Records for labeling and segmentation
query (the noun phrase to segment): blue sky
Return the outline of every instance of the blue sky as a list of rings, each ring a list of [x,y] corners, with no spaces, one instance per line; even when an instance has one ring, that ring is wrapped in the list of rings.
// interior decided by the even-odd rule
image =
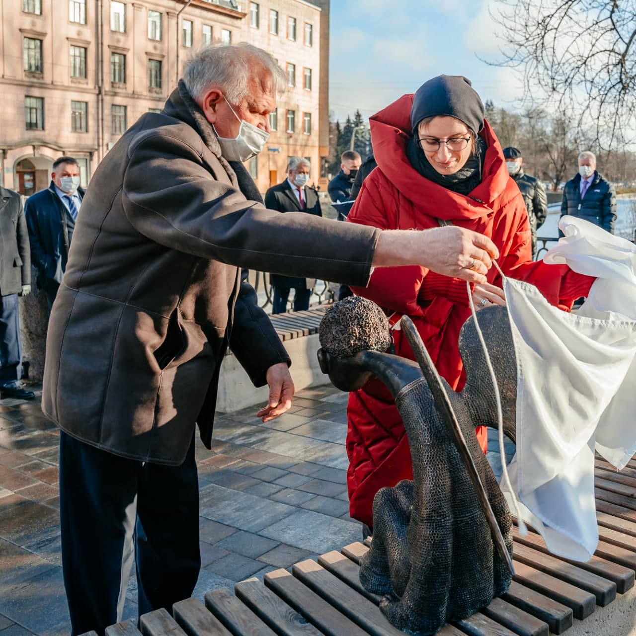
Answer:
[[[329,107],[366,119],[427,80],[465,75],[485,101],[514,109],[520,84],[496,59],[492,0],[332,0]]]

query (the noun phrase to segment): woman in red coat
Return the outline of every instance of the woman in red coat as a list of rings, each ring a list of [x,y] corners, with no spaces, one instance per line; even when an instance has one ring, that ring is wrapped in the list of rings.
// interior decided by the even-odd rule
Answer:
[[[567,266],[532,261],[523,199],[508,175],[501,147],[484,119],[481,100],[460,76],[440,76],[371,118],[378,167],[365,179],[350,223],[382,229],[426,230],[453,224],[490,237],[504,274],[536,285],[553,305],[569,310],[593,279]],[[472,288],[478,308],[505,304],[501,276]],[[366,288],[354,288],[382,307],[394,324],[408,315],[438,371],[456,391],[465,378],[457,340],[470,315],[466,284],[410,266],[377,269]],[[398,356],[414,359],[394,331]],[[352,517],[373,525],[376,492],[412,479],[411,455],[398,410],[377,380],[350,394],[347,409],[348,485]],[[485,450],[485,429],[477,429]]]

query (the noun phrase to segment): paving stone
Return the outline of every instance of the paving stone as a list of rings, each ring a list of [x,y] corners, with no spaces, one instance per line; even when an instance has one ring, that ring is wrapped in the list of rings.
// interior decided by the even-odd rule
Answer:
[[[201,553],[201,567],[209,565],[213,561],[225,556],[229,550],[219,548],[218,545],[212,546],[205,541],[199,542],[199,551]]]
[[[311,554],[308,550],[301,550],[293,546],[282,544],[273,550],[258,557],[259,561],[268,563],[273,567],[289,567],[294,563],[306,559]]]
[[[236,528],[232,528],[216,521],[199,518],[199,538],[206,543],[216,543],[221,539],[229,537],[237,532]]]
[[[0,513],[0,537],[18,546],[57,534],[59,525],[57,510],[32,501]]]
[[[205,569],[232,581],[243,581],[258,572],[263,563],[242,555],[230,553],[210,563]]]
[[[300,507],[307,510],[314,510],[317,513],[336,517],[341,517],[349,509],[349,504],[347,502],[329,497],[322,497],[321,495],[317,495],[313,499],[301,504]]]
[[[323,497],[336,497],[345,490],[345,487],[340,483],[315,479],[312,475],[311,481],[299,486],[298,490],[313,492],[314,495],[322,495]]]
[[[286,488],[297,488],[298,486],[301,486],[303,483],[311,481],[311,477],[306,477],[305,475],[289,473],[277,480],[275,480],[272,483],[279,486],[284,486]]]
[[[311,492],[303,492],[301,490],[286,488],[280,492],[272,495],[270,499],[273,499],[274,501],[280,501],[282,504],[289,504],[290,506],[301,506],[306,501],[313,499],[315,496]]]
[[[296,511],[293,515],[258,534],[317,554],[339,550],[343,546],[360,540],[360,526],[357,523],[312,510],[293,509]]]
[[[217,545],[244,556],[256,558],[275,548],[279,543],[272,539],[259,537],[252,532],[241,530],[219,541]]]
[[[249,493],[251,495],[254,495],[256,497],[267,498],[282,489],[282,486],[277,486],[275,484],[270,483],[268,481],[260,481],[255,486],[250,486],[249,488],[246,488],[244,492]]]
[[[286,471],[280,468],[275,468],[273,466],[266,466],[259,471],[252,473],[252,476],[257,479],[263,480],[264,481],[273,481],[280,477],[284,477],[287,473]]]
[[[333,481],[334,483],[347,484],[347,471],[338,468],[325,467],[319,471],[316,471],[312,476],[315,479],[324,479],[327,481]]]
[[[202,516],[250,532],[258,532],[296,510],[291,506],[216,484],[199,493],[199,514]]]

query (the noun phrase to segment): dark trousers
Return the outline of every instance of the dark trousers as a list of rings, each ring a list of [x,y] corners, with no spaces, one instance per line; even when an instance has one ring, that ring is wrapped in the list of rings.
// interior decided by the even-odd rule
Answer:
[[[289,287],[275,287],[274,300],[272,303],[272,314],[284,314],[287,311],[287,303],[289,298]],[[294,311],[303,312],[309,308],[311,289],[294,290]]]
[[[194,438],[185,461],[125,459],[60,433],[62,565],[72,633],[121,619],[135,558],[139,615],[191,595],[201,558]]]
[[[22,373],[18,294],[0,296],[0,386],[15,385]]]

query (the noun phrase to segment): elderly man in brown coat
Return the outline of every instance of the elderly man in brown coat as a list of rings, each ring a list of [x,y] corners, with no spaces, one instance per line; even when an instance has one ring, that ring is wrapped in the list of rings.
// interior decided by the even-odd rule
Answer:
[[[190,595],[200,567],[195,424],[209,447],[229,346],[259,416],[291,403],[289,359],[240,268],[366,284],[417,265],[481,282],[496,258],[459,228],[380,232],[266,210],[240,163],[262,149],[285,76],[244,45],[204,49],[158,113],[102,161],[53,307],[43,409],[61,428],[62,564],[73,633]],[[334,256],[336,254],[337,256]]]

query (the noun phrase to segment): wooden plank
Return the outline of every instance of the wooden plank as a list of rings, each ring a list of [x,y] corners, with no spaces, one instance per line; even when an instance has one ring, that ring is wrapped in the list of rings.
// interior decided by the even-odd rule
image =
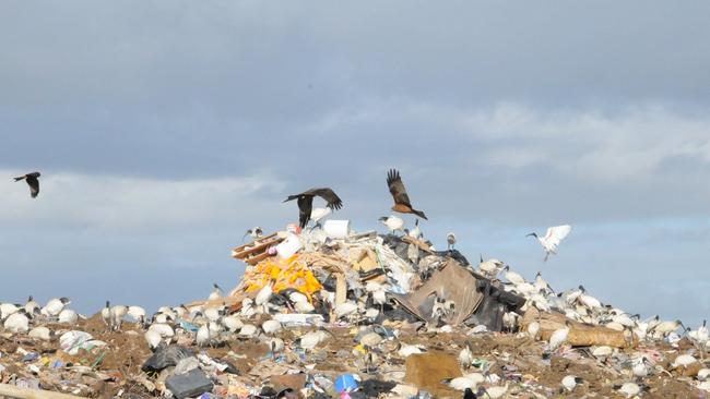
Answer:
[[[0,384],[0,396],[17,399],[81,399],[81,397],[74,395],[44,389],[20,388],[9,384]]]
[[[255,242],[250,242],[248,244],[244,244],[241,246],[237,246],[232,250],[232,257],[237,258],[237,259],[244,259],[245,257],[256,253],[256,252],[262,252],[265,251],[269,246],[277,244],[282,242],[284,239],[281,237],[276,237],[276,233],[269,234],[267,237],[261,238],[259,241],[258,245],[255,245]]]

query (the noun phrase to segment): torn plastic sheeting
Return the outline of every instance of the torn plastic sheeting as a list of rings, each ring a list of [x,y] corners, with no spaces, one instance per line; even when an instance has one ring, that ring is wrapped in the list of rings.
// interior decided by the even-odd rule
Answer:
[[[476,280],[470,270],[449,259],[443,268],[435,271],[416,291],[409,295],[392,294],[392,298],[427,323],[436,322],[431,317],[436,295],[453,301],[454,312],[442,319],[450,325],[459,325],[471,316],[483,300],[483,294],[476,290]]]
[[[525,299],[490,283],[486,278],[476,279],[476,290],[483,294],[483,301],[475,312],[465,321],[466,325],[484,325],[489,331],[502,330],[502,315],[507,312],[519,313]]]
[[[414,268],[387,246],[376,246],[375,253],[380,266],[388,270],[387,276],[397,283],[397,286],[392,287],[392,291],[397,293],[410,292],[410,282],[414,276]]]
[[[307,326],[323,323],[323,316],[311,313],[276,313],[273,319],[286,326]]]

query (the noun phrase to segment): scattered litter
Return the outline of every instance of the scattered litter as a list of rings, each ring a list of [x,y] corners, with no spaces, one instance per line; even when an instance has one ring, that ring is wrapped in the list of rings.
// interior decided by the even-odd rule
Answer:
[[[234,290],[215,285],[205,301],[144,319],[107,304],[68,327],[57,316],[71,301],[54,299],[32,312],[33,332],[0,329],[0,387],[178,399],[708,395],[705,325],[643,319],[581,286],[555,292],[495,258],[472,265],[452,234],[436,251],[423,225],[403,232],[400,220],[389,234],[318,218],[252,231],[233,250],[248,265]],[[34,306],[1,303],[1,322]]]

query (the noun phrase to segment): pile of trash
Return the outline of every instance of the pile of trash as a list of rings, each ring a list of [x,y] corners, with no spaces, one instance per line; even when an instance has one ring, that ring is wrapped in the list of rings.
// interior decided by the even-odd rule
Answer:
[[[472,265],[418,231],[356,233],[329,220],[257,237],[233,256],[248,264],[234,290],[215,285],[208,300],[152,317],[107,303],[86,318],[68,299],[1,304],[0,397],[710,392],[705,324],[642,321],[581,286],[557,292],[498,259]]]

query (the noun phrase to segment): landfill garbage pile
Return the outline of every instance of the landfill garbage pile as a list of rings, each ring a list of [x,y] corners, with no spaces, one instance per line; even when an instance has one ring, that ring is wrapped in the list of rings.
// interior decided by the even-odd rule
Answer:
[[[330,225],[329,225],[330,223]],[[583,287],[472,265],[346,221],[257,237],[230,292],[78,315],[0,305],[0,397],[703,397],[705,324],[641,319]],[[705,394],[703,394],[705,392]]]

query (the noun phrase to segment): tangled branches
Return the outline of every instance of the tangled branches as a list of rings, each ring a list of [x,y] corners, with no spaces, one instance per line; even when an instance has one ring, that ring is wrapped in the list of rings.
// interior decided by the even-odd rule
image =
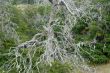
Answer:
[[[40,64],[52,66],[52,62],[59,61],[63,64],[71,64],[75,73],[77,70],[84,73],[94,73],[80,55],[82,44],[80,42],[75,43],[72,34],[72,28],[78,22],[77,18],[88,13],[90,0],[54,1],[55,4],[53,2],[53,5],[51,5],[52,10],[49,21],[46,25],[42,25],[43,31],[35,34],[31,40],[13,47],[14,49],[11,48],[12,50],[8,55],[12,59],[7,62],[8,71],[16,68],[19,73],[33,73],[33,68],[37,68],[40,73]],[[64,19],[56,18],[56,14],[61,10],[64,13]],[[36,55],[39,49],[43,52]],[[71,52],[71,50],[74,51]],[[45,73],[47,72],[45,71]]]

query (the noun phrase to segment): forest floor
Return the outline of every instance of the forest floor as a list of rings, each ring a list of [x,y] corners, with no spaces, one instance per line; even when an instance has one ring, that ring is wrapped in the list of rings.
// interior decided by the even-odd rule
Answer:
[[[96,73],[110,73],[110,63],[96,66]]]

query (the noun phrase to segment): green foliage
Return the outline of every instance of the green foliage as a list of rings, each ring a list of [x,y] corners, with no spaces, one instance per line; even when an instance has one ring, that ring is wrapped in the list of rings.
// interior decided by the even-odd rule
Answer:
[[[61,64],[57,61],[52,63],[48,73],[70,73],[71,67],[68,64]]]

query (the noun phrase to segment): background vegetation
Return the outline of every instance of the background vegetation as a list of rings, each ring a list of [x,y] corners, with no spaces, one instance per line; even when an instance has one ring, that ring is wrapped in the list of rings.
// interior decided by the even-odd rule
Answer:
[[[20,1],[12,0],[12,5],[7,7],[9,8],[8,12],[12,13],[12,15],[10,15],[10,20],[13,23],[17,24],[15,30],[19,35],[20,42],[24,42],[26,40],[31,39],[35,33],[41,32],[41,30],[39,29],[42,29],[42,27],[40,26],[45,25],[47,23],[48,15],[51,11],[51,6],[34,5],[33,0],[22,0],[21,2]],[[20,6],[20,3],[24,5]],[[25,7],[25,4],[27,3],[28,7]],[[81,50],[81,54],[90,64],[103,64],[109,62],[110,60],[110,1],[95,0],[94,3],[99,3],[102,6],[102,20],[97,18],[97,16],[95,16],[92,21],[87,16],[79,18],[79,22],[77,22],[76,26],[73,28],[73,34],[75,34],[74,38],[76,42],[92,42],[93,39],[95,39],[97,42],[93,43],[91,47],[89,45],[82,46],[83,50]],[[91,12],[99,13],[99,11],[95,9]],[[35,16],[38,17],[36,18]],[[59,13],[57,14],[57,16],[63,17],[63,14]],[[45,20],[40,19],[39,17],[44,17]],[[0,54],[7,53],[10,47],[14,47],[17,45],[17,43],[15,43],[15,39],[13,39],[12,37],[5,37],[6,34],[7,33],[2,31],[0,23]],[[43,51],[41,50],[40,53],[42,52]],[[40,53],[37,53],[37,55]],[[7,60],[8,57],[0,56],[0,66],[2,66]],[[48,67],[48,73],[69,73],[70,71],[71,68],[68,64],[62,65],[57,61],[53,63],[53,66],[51,68]]]

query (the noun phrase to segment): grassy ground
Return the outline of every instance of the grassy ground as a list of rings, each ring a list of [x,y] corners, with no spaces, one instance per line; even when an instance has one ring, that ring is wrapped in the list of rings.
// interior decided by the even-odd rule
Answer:
[[[110,63],[96,66],[96,73],[110,73]]]

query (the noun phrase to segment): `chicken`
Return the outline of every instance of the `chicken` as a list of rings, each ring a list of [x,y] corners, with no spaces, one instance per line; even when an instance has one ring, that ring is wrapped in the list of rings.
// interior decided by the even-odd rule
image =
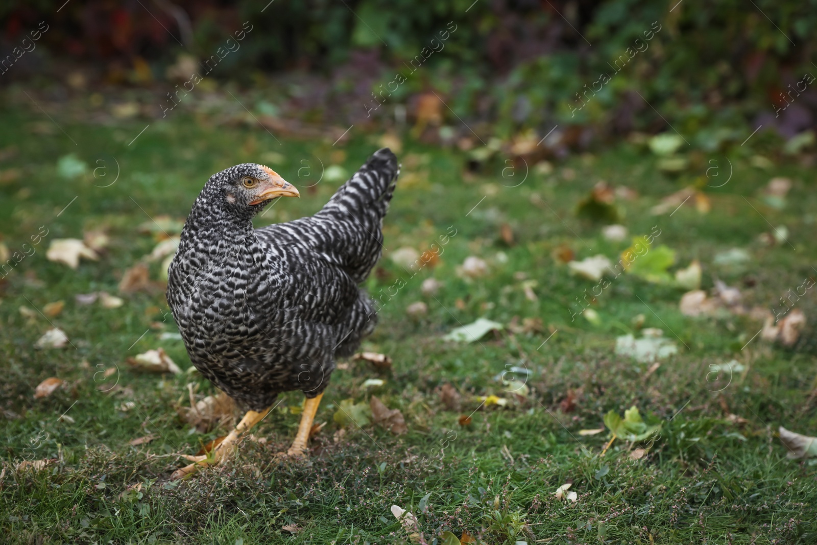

Given problem> Filter the data above: which lines contain the word "elderly"? Copy each of those lines in full.

The output>
query (the noun phrase to segment): elderly man in brown coat
Return the outline of every instance of the elderly man in brown coat as a list of rings, each ring a list of [x,y] corners, with no spaces, one instance per line; even when an instance has one ring, that ring is wrapped in the list of rings.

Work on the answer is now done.